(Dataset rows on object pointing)
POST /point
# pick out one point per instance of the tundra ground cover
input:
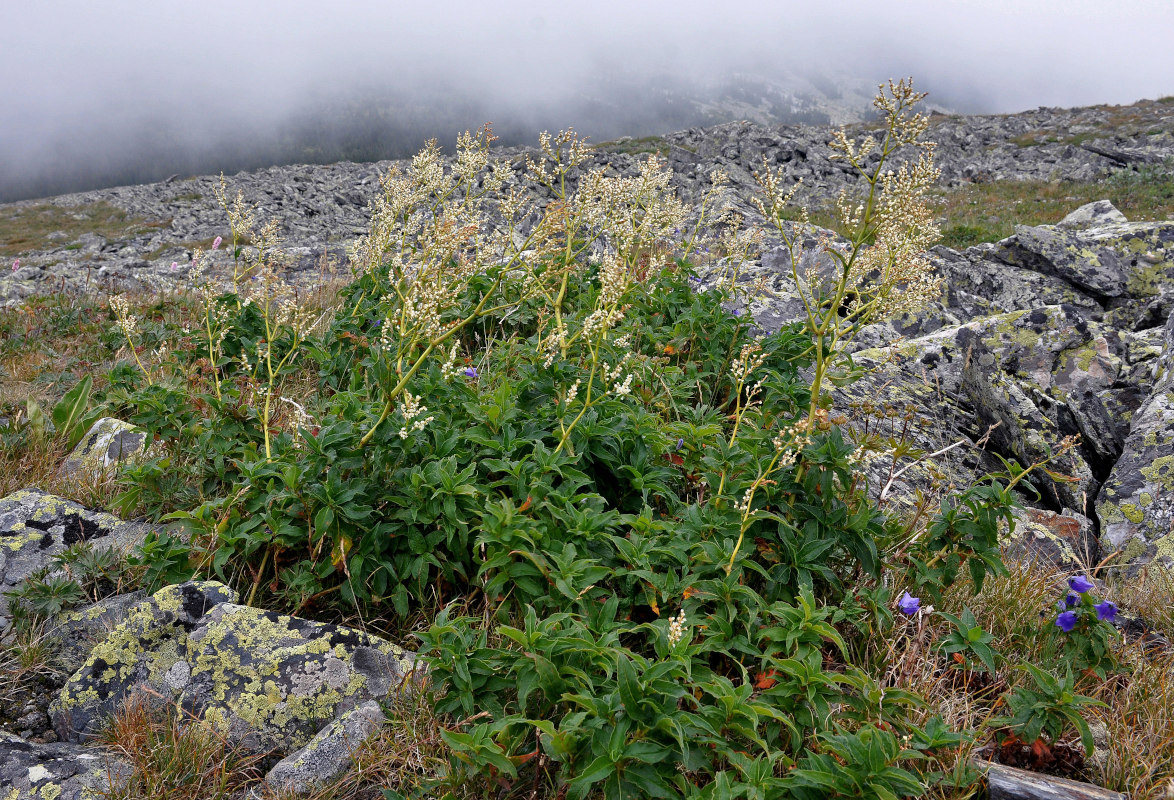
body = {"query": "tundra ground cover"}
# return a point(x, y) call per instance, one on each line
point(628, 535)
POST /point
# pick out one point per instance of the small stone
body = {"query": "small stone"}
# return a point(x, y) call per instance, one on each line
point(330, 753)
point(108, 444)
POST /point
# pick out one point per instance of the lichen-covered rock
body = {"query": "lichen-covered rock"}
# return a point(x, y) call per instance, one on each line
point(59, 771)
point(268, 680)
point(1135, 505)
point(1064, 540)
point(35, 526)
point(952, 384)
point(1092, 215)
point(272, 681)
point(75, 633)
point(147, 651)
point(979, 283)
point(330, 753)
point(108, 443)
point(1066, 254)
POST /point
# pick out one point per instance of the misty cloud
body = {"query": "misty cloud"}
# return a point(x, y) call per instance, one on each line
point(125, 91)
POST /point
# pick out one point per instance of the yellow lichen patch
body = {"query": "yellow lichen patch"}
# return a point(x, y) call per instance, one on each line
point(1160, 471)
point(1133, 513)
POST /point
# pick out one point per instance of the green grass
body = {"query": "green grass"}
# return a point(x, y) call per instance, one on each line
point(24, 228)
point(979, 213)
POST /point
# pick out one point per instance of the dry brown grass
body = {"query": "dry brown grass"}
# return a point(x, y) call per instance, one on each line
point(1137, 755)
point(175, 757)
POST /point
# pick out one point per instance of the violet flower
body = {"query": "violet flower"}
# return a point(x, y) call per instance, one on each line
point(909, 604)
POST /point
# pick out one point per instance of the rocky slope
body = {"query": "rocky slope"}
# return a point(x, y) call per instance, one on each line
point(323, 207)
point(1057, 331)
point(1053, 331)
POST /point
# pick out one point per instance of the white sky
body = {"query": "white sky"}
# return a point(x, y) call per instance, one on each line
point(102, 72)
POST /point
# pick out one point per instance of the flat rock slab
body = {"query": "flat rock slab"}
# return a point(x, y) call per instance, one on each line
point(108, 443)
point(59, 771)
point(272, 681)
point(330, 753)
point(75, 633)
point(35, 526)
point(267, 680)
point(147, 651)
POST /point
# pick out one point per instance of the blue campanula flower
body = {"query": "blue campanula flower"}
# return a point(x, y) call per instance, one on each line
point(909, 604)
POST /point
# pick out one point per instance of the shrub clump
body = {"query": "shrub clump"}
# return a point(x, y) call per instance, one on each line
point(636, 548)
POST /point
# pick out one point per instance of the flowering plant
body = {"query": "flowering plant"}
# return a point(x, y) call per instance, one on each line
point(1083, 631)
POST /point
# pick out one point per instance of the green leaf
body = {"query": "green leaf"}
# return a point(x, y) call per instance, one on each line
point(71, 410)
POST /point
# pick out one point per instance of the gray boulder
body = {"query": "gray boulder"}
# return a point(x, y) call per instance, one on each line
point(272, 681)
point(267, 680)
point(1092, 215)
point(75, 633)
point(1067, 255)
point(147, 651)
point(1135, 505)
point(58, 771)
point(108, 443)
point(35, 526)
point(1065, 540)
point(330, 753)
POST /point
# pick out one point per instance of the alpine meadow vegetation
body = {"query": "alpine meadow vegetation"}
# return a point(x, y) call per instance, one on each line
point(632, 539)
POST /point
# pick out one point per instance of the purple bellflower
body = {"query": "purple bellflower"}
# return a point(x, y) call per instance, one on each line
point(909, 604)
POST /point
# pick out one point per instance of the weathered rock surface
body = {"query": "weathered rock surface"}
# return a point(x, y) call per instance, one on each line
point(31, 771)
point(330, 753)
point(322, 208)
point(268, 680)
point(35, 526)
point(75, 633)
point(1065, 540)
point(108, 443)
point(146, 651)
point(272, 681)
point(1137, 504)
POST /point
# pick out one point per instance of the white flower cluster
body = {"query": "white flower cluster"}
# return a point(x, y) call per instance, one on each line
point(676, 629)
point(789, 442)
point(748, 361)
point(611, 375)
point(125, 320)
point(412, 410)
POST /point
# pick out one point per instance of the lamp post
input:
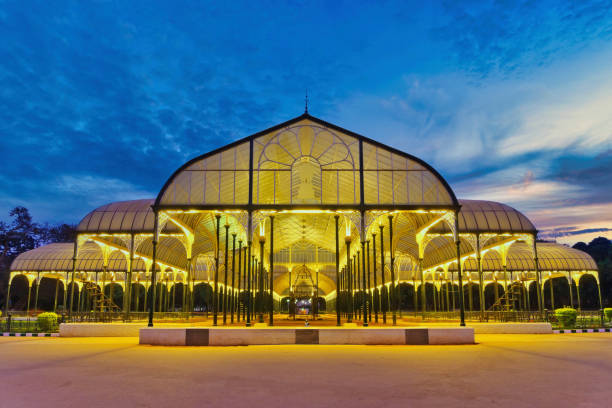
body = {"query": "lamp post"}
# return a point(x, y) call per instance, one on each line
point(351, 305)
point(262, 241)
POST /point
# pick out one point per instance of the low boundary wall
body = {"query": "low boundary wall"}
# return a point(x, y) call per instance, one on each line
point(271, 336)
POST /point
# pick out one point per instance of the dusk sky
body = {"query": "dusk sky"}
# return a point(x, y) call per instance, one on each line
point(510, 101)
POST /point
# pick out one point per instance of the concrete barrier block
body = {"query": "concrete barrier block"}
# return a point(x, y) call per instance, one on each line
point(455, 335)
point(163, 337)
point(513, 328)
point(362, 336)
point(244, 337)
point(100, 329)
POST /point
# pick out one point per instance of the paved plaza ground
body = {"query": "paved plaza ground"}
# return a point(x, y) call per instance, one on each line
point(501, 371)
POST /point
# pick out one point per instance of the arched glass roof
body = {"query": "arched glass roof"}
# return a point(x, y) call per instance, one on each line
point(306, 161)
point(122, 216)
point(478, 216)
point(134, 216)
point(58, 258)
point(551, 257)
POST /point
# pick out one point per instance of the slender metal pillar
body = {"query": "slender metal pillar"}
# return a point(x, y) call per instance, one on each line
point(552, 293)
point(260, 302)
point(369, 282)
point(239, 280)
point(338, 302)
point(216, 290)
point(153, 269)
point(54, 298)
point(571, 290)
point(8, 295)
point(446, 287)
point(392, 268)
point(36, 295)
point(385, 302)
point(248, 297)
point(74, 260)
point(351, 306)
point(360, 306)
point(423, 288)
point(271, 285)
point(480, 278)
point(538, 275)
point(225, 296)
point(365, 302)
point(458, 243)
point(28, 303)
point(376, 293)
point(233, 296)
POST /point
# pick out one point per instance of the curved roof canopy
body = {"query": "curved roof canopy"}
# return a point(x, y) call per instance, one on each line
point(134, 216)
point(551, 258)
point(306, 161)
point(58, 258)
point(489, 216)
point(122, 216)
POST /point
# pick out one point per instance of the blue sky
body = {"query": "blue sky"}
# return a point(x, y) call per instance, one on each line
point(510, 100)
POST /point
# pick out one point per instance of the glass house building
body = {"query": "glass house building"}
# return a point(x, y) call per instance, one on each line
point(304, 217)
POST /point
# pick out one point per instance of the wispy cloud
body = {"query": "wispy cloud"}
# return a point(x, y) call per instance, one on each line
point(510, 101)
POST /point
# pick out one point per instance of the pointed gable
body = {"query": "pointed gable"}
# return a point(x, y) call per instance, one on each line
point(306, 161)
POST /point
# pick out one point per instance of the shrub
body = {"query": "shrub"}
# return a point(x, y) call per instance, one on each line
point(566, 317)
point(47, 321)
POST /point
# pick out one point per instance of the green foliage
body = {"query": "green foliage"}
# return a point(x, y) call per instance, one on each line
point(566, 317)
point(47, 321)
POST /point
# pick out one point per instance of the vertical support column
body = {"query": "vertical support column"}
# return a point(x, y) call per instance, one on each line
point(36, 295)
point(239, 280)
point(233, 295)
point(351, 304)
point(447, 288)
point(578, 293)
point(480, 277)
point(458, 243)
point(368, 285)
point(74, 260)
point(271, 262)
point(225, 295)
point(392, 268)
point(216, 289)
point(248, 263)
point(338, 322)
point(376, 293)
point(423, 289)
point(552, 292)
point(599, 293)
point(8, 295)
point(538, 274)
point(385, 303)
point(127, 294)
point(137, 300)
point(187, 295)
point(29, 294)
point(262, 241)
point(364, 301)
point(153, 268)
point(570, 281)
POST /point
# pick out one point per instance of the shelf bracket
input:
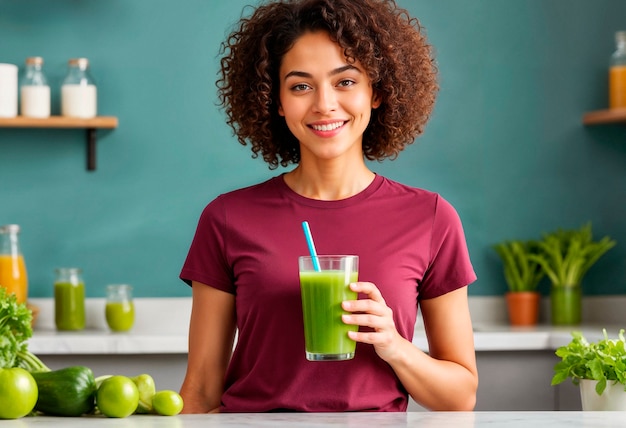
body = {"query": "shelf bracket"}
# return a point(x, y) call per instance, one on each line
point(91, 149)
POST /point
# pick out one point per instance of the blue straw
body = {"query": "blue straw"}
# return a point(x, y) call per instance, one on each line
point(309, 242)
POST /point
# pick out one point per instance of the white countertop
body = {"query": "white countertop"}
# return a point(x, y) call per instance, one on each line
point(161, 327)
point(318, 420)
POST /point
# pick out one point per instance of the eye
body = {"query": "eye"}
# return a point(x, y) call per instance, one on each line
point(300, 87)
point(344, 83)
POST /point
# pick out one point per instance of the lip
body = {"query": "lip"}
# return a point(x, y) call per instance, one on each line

Given exercise: Could you output each line from the start of the rows through the line containing "point(979, 213)" as a JSON list of strings, one string per line, with blank lines and the pictures left out?

Answer:
[
  "POST /point",
  "# pick out one point per instance of the tundra ground cover",
  "input:",
  "body = {\"query\": \"tundra ground cover\"}",
  "# return a point(x, y) call per instance, one on each line",
  "point(628, 535)",
  "POST /point",
  "# pick out one point per instance of the small stone",
  "body = {\"query\": \"small stone\"}",
  "# return a point(x, y) call per instance, one on each line",
  "point(330, 753)",
  "point(108, 444)",
  "POST /point",
  "# pick out one point per instance of the lichen-covered rock",
  "body = {\"query\": \"lichen-covered rock\"}",
  "# return a point(x, y) call per instance, one on each line",
  "point(59, 771)",
  "point(268, 680)",
  "point(1135, 505)",
  "point(1064, 540)",
  "point(35, 526)",
  "point(952, 384)",
  "point(1092, 215)",
  "point(272, 681)",
  "point(75, 633)",
  "point(147, 651)",
  "point(979, 283)",
  "point(330, 753)",
  "point(108, 443)",
  "point(1066, 254)",
  "POST /point",
  "# pick out one point per instance of the misty cloud",
  "body = {\"query\": \"misty cloud\"}",
  "# return a point(x, y) call per instance, one on each line",
  "point(125, 91)",
  "POST /point",
  "# pick out one point per instance of the yellow lichen patch",
  "body = {\"query\": \"yellow lichen patch\"}",
  "# return a point(x, y) call per instance, one on each line",
  "point(1160, 471)",
  "point(1133, 513)",
  "POST /point",
  "# pick out one point per instance of the green grass",
  "body = {\"query\": \"green grass\"}",
  "# return a point(x, y) call per instance, one on each line",
  "point(24, 228)",
  "point(979, 213)"
]